··· INFORMATION GIVEN ···
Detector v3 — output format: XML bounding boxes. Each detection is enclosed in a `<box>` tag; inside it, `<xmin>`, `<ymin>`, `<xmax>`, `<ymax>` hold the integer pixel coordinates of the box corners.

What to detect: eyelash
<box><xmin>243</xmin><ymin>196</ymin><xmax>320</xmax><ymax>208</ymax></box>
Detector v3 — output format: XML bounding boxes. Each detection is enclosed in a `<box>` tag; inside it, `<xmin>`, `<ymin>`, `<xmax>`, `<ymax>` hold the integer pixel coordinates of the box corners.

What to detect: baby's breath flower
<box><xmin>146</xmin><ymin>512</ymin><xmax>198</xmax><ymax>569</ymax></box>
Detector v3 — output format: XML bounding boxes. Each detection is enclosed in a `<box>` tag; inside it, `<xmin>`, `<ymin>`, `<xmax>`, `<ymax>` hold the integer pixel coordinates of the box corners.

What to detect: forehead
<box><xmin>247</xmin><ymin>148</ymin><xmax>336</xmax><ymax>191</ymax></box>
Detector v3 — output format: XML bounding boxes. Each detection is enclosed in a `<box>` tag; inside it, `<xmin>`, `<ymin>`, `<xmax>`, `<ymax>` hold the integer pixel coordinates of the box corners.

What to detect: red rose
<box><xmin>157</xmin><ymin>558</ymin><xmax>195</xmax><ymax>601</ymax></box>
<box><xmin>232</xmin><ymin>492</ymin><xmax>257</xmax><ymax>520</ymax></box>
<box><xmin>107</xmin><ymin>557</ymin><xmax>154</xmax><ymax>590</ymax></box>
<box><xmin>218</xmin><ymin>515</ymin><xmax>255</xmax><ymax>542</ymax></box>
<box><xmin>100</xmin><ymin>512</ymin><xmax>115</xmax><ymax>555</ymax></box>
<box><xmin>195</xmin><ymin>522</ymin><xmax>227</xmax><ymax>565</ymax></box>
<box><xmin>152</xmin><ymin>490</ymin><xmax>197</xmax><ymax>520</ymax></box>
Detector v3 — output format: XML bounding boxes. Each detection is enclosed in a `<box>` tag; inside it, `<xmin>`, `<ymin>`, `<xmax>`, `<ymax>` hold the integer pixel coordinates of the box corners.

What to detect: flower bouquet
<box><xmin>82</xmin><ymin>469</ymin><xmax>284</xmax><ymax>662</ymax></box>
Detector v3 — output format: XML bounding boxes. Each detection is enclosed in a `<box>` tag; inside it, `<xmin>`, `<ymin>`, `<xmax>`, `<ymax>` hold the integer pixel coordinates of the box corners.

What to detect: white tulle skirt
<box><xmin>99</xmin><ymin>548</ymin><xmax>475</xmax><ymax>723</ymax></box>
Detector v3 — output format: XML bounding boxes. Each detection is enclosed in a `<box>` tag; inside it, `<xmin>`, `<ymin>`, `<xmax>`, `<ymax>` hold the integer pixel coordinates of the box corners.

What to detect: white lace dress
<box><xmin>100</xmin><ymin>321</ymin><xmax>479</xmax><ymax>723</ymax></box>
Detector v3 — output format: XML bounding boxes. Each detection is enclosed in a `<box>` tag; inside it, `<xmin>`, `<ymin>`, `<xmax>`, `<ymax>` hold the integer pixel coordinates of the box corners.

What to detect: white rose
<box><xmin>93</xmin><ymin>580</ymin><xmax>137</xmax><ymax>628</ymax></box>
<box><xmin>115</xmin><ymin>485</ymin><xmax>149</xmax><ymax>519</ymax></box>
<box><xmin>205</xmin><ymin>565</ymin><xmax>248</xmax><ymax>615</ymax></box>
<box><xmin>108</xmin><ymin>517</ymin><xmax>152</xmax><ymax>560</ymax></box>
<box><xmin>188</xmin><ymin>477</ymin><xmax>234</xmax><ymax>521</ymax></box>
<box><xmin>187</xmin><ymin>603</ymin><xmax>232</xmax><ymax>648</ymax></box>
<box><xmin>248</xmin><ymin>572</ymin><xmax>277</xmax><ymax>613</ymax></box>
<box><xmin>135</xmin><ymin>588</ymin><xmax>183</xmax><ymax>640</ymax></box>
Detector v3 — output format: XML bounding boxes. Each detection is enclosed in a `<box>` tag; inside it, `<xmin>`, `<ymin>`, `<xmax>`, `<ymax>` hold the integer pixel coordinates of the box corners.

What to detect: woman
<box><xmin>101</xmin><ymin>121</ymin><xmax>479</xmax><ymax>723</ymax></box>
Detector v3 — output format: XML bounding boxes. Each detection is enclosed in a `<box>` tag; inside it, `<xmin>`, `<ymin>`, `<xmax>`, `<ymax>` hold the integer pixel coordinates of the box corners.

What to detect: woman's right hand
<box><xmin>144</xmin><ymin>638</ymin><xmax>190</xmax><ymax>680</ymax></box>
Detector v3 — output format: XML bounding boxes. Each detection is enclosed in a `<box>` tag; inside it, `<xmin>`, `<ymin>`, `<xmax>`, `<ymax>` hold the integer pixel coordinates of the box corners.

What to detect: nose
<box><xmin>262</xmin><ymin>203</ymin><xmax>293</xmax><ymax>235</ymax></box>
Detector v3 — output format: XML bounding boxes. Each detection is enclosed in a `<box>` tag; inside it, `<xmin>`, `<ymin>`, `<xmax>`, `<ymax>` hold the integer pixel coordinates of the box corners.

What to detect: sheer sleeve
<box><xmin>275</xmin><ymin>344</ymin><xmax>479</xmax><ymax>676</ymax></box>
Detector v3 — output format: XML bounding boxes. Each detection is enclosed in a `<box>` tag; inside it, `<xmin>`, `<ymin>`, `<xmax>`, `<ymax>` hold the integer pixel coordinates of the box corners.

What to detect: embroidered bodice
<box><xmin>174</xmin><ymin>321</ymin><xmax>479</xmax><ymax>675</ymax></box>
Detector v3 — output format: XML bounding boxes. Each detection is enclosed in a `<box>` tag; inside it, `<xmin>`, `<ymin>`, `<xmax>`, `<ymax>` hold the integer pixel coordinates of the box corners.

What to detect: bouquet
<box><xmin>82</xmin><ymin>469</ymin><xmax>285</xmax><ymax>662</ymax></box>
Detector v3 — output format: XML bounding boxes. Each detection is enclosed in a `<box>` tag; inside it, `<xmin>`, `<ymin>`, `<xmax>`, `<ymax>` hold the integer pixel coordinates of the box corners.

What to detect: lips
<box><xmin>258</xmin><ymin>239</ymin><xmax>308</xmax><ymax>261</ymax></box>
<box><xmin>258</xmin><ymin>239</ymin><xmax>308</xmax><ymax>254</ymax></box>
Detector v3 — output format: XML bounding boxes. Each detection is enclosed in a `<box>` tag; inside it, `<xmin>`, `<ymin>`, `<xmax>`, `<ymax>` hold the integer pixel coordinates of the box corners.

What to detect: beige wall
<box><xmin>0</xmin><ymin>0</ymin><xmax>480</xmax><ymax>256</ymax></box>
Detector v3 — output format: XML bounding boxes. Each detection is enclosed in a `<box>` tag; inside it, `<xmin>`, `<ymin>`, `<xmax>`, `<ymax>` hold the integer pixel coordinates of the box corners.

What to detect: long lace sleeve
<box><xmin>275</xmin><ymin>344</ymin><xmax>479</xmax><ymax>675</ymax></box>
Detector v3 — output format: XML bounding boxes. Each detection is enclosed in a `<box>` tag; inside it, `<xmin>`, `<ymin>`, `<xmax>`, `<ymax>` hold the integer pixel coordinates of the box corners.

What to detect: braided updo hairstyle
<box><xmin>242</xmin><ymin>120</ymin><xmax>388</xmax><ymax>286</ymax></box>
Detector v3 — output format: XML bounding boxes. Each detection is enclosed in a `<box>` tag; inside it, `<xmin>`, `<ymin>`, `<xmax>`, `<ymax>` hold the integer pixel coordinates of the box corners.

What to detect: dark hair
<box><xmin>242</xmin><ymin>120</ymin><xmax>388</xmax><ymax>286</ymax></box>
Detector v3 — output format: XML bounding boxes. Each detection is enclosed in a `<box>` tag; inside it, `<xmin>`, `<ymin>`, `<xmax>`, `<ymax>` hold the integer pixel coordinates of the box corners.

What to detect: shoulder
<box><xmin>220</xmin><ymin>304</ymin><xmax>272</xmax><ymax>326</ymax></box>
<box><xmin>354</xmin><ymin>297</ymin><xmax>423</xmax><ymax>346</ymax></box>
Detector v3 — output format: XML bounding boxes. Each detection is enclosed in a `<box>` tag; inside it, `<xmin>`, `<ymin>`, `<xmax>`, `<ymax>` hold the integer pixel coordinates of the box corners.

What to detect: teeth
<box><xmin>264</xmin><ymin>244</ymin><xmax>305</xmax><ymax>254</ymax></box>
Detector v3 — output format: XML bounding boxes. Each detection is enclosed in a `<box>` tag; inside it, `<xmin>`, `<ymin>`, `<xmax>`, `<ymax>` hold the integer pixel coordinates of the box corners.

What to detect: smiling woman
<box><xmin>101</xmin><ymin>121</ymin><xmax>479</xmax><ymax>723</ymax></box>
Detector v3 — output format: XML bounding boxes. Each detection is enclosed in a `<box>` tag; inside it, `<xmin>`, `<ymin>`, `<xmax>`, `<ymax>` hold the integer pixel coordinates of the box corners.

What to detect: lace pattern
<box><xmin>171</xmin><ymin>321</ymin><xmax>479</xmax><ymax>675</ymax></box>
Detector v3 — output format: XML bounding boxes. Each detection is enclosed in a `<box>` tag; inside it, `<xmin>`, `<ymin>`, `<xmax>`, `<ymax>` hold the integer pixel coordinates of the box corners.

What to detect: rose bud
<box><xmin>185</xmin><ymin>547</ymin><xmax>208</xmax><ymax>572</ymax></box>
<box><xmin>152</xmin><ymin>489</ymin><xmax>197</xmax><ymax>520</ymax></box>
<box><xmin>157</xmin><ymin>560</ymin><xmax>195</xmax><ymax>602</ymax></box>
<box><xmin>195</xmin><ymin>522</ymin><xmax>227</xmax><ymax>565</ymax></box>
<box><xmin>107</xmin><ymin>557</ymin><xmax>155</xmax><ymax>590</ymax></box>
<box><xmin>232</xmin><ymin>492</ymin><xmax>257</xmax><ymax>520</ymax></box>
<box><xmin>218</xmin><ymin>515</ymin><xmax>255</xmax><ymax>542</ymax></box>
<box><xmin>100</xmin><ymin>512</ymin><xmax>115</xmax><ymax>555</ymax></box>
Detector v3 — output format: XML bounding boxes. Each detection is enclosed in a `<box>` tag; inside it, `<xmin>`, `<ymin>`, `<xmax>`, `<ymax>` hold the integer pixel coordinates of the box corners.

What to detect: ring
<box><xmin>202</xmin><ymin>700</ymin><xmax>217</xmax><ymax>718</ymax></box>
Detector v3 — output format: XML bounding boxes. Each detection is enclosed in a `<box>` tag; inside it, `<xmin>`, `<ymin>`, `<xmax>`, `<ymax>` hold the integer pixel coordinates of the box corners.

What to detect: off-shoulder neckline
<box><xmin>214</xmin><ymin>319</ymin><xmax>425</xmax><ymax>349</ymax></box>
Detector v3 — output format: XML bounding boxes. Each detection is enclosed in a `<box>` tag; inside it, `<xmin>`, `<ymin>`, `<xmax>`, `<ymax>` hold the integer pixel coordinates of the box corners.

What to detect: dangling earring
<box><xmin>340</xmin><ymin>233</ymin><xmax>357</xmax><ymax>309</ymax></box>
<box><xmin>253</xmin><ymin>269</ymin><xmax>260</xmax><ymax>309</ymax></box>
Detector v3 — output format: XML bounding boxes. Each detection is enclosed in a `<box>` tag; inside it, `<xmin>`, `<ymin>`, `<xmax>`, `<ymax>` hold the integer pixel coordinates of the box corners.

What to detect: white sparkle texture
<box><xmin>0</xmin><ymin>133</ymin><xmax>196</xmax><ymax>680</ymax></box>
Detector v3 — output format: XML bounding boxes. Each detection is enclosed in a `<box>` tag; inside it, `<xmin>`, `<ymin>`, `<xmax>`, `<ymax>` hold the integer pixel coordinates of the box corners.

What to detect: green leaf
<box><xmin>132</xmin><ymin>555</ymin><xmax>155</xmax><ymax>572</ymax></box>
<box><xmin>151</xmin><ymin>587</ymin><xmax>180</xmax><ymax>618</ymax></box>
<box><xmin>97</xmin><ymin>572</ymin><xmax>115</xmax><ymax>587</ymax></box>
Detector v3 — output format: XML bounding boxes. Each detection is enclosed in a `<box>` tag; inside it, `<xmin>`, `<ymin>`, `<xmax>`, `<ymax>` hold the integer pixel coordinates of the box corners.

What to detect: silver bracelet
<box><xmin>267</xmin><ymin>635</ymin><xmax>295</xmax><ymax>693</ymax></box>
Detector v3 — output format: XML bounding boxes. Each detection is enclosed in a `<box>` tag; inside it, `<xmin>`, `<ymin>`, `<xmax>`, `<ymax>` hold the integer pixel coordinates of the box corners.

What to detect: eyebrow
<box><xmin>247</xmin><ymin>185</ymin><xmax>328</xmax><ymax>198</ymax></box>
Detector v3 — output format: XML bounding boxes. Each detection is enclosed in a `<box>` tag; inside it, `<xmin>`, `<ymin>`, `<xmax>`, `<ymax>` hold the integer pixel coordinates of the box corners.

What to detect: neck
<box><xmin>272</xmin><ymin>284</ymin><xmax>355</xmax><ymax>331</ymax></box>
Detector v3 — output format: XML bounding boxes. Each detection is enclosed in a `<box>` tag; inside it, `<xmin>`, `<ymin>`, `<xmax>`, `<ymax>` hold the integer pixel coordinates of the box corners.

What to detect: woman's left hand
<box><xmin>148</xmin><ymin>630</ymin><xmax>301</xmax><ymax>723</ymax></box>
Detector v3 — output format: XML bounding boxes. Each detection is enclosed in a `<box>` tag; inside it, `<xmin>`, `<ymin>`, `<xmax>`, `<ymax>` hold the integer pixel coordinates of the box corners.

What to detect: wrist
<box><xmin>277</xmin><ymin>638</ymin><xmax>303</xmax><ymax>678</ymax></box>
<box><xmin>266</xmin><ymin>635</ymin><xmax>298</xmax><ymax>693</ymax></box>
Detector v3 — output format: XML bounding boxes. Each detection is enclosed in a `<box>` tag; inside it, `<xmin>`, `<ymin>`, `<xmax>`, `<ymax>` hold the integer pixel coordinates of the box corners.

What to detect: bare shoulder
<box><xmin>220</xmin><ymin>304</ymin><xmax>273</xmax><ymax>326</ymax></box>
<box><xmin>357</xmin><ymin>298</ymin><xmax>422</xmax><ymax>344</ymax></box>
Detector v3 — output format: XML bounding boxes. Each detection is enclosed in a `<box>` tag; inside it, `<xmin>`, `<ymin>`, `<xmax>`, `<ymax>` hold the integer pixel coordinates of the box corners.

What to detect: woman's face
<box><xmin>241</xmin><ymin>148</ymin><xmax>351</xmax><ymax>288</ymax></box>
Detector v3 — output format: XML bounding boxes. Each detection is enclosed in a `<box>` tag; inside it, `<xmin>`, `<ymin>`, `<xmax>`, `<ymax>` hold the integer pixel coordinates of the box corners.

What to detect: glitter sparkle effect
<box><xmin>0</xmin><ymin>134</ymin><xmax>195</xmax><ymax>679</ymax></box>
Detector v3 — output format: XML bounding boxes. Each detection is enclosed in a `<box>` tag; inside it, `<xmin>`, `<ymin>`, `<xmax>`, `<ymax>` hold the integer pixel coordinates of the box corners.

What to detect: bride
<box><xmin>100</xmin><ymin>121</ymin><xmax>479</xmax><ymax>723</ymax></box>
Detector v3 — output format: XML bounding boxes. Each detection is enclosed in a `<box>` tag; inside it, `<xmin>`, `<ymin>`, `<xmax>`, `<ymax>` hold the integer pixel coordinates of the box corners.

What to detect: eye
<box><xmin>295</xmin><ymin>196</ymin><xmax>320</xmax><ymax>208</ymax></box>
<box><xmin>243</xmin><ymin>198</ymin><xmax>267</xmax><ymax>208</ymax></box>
···
### DIRECTIVE
Which lines of the records contain the string "bouquet"? Extract each of them in full.

### SOLUTION
What to detect: flower bouquet
What to detect: bouquet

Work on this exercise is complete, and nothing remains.